Activity >>
When the material ends, stop; until then, set down every line exactly.

Listed records >>
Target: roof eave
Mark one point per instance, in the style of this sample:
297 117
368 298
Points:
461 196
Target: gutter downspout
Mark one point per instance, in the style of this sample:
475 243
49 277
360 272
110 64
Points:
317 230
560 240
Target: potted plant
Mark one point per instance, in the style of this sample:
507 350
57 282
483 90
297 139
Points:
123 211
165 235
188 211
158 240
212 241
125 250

The completed task >>
Target: roof eave
Mark one point per instance, in the style of this sample:
297 117
368 298
Points:
461 196
Target: gutter downspout
Mark one point per instance, in the style of this sample:
475 243
49 277
360 272
110 64
Points:
317 230
560 240
Target: potted plant
Mark one point per instance, in the style of this sample:
507 350
57 282
483 90
297 139
Points:
123 211
165 235
188 211
158 240
212 241
125 250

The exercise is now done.